Extracted data |

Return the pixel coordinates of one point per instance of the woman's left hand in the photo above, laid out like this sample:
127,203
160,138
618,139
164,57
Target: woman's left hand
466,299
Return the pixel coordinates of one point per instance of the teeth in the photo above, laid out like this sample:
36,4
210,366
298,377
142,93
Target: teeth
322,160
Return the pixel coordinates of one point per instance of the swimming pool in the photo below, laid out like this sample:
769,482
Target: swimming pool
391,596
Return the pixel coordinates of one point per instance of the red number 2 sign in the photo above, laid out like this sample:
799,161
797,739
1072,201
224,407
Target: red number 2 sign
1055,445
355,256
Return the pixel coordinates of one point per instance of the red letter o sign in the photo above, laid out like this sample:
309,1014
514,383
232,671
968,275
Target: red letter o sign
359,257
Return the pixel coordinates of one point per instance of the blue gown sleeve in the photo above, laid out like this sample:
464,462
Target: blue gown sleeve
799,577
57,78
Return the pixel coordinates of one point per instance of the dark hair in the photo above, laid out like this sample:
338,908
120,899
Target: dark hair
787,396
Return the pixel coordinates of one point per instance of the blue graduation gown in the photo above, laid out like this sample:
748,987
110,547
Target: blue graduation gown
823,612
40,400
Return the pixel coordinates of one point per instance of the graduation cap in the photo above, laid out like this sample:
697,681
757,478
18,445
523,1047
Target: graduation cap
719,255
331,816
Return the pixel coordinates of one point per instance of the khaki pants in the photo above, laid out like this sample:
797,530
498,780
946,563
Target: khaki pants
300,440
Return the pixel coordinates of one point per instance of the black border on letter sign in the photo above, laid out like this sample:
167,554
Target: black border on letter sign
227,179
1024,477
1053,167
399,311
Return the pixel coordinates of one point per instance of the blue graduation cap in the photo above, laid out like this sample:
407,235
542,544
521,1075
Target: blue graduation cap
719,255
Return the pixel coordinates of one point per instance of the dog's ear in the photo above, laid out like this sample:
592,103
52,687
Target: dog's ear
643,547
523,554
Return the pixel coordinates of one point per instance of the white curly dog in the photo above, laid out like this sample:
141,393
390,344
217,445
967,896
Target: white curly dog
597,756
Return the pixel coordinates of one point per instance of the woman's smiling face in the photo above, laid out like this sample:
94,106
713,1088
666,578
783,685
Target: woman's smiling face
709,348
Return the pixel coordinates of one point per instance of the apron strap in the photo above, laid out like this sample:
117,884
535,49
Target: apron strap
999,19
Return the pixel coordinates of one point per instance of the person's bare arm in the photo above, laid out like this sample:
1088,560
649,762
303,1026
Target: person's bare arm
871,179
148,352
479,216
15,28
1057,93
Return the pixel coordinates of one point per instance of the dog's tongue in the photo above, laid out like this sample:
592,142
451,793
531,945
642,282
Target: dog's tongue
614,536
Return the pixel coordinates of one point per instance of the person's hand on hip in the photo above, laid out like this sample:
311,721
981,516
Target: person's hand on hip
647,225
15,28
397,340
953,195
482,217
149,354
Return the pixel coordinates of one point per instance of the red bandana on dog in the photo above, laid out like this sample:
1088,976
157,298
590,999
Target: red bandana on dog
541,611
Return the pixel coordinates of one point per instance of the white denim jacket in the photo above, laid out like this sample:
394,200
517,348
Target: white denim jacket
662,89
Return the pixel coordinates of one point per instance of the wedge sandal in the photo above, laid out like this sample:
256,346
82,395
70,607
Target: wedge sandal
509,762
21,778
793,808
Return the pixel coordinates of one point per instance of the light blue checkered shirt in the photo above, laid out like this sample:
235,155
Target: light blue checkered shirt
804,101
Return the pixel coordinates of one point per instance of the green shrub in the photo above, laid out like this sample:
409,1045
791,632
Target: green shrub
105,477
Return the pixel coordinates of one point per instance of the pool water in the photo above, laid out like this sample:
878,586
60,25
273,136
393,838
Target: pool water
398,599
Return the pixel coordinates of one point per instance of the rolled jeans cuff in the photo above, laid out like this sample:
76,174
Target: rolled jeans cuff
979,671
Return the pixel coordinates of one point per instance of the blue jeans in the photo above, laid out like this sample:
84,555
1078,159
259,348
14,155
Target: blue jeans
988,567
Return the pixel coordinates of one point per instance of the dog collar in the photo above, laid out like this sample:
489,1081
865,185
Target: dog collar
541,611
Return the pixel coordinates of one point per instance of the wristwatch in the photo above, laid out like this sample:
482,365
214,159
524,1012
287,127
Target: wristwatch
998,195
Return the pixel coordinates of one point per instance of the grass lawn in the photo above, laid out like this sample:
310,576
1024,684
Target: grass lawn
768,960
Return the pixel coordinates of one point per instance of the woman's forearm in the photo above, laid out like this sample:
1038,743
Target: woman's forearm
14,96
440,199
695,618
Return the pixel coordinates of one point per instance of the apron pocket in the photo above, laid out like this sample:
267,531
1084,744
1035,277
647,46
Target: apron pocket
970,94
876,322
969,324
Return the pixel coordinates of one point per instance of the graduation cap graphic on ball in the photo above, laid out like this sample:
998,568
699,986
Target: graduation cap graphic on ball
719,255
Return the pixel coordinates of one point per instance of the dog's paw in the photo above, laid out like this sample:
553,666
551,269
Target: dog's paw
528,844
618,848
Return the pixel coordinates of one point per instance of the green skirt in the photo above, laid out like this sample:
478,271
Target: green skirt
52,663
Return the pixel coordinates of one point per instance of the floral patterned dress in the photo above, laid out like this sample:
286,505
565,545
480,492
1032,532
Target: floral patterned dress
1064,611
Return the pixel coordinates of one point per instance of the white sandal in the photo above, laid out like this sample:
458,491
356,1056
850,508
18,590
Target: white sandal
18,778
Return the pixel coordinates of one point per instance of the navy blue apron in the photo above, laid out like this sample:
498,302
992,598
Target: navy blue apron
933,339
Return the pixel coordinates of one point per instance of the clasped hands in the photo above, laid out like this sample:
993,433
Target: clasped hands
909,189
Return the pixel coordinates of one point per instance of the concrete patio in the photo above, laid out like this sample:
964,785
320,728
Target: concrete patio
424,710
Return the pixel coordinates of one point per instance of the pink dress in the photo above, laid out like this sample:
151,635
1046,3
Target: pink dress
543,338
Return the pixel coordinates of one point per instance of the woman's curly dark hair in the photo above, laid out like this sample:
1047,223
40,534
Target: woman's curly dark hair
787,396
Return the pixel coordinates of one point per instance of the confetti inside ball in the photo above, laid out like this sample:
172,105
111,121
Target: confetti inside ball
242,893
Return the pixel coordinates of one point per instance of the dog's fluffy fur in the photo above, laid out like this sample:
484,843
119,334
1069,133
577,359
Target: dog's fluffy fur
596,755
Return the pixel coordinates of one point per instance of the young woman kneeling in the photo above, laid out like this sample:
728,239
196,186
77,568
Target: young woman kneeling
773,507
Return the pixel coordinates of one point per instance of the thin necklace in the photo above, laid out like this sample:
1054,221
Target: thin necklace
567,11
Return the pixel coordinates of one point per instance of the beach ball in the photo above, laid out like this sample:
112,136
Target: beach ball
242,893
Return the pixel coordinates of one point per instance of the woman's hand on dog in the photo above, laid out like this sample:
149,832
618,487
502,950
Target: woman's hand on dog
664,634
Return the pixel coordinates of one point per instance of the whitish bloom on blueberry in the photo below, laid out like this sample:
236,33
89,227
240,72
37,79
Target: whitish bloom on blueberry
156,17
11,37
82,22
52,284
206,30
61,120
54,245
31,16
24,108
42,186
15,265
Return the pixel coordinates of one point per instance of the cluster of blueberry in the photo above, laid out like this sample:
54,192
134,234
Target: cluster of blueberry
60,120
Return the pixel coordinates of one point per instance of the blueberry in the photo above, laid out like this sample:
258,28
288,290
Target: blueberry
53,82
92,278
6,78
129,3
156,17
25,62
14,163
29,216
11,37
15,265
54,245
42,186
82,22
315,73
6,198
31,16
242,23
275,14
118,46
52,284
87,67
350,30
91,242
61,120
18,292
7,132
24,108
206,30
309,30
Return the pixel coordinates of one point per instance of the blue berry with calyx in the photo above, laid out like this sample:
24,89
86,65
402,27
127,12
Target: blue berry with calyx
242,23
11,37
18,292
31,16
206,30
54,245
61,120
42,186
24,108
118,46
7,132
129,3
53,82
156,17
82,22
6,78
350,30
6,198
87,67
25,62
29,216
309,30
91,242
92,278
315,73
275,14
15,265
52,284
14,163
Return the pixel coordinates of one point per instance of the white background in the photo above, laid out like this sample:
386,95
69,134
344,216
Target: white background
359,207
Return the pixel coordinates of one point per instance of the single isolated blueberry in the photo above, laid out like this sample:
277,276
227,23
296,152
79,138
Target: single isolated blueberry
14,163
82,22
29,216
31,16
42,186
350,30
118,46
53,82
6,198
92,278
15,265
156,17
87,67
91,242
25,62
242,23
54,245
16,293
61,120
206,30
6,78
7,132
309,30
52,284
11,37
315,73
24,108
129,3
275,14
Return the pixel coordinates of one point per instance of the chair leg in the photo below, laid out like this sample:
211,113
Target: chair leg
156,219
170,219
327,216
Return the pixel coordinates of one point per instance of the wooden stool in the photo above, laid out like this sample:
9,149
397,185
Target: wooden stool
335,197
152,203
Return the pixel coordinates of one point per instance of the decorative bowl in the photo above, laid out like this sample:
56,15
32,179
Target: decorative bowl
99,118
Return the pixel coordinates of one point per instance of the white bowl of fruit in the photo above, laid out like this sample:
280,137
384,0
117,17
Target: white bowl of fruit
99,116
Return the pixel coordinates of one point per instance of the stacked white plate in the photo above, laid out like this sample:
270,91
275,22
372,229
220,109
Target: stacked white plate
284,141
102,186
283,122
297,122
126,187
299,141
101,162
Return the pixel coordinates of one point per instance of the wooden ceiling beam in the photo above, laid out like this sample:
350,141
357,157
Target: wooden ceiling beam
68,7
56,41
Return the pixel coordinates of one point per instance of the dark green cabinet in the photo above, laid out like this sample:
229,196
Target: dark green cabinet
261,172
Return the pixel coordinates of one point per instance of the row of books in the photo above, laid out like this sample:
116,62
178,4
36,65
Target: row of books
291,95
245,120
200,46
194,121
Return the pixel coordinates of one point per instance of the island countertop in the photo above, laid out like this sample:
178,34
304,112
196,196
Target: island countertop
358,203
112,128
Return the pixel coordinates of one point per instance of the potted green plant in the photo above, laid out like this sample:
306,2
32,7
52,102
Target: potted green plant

Prompt |
Every line that contains the string "potted" should be returned from the data.

Answer to this task |
Return the pixel coordinates of one point per instance of the potted green plant in the photo above, laid out like this sample:
Target: potted green plant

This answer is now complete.